TASK DATA section start
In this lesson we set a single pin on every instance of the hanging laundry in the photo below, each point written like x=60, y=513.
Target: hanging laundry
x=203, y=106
TASK DATA section end
TASK DATA section start
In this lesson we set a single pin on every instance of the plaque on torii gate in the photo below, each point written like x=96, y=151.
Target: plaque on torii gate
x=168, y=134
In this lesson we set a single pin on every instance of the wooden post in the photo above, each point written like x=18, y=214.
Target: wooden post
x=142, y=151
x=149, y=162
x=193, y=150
TASK DATA section end
* [EXERCISE DETAILS]: Extract the lines of the preceding material that run from the line with "like x=96, y=151." through the line with "like x=18, y=214.", inclusive, reproducing them exactly and adding nothing.

* [SOLUTION FOR THIS PROBLEM]:
In this lesson we set a single pin on every instance of the plaque on torii gate in the photo below, each point written like x=96, y=151.
Target: plaque on torii gate
x=168, y=134
In this lesson we set a single pin on every instance of the wooden post in the photo above, each point written like x=18, y=214.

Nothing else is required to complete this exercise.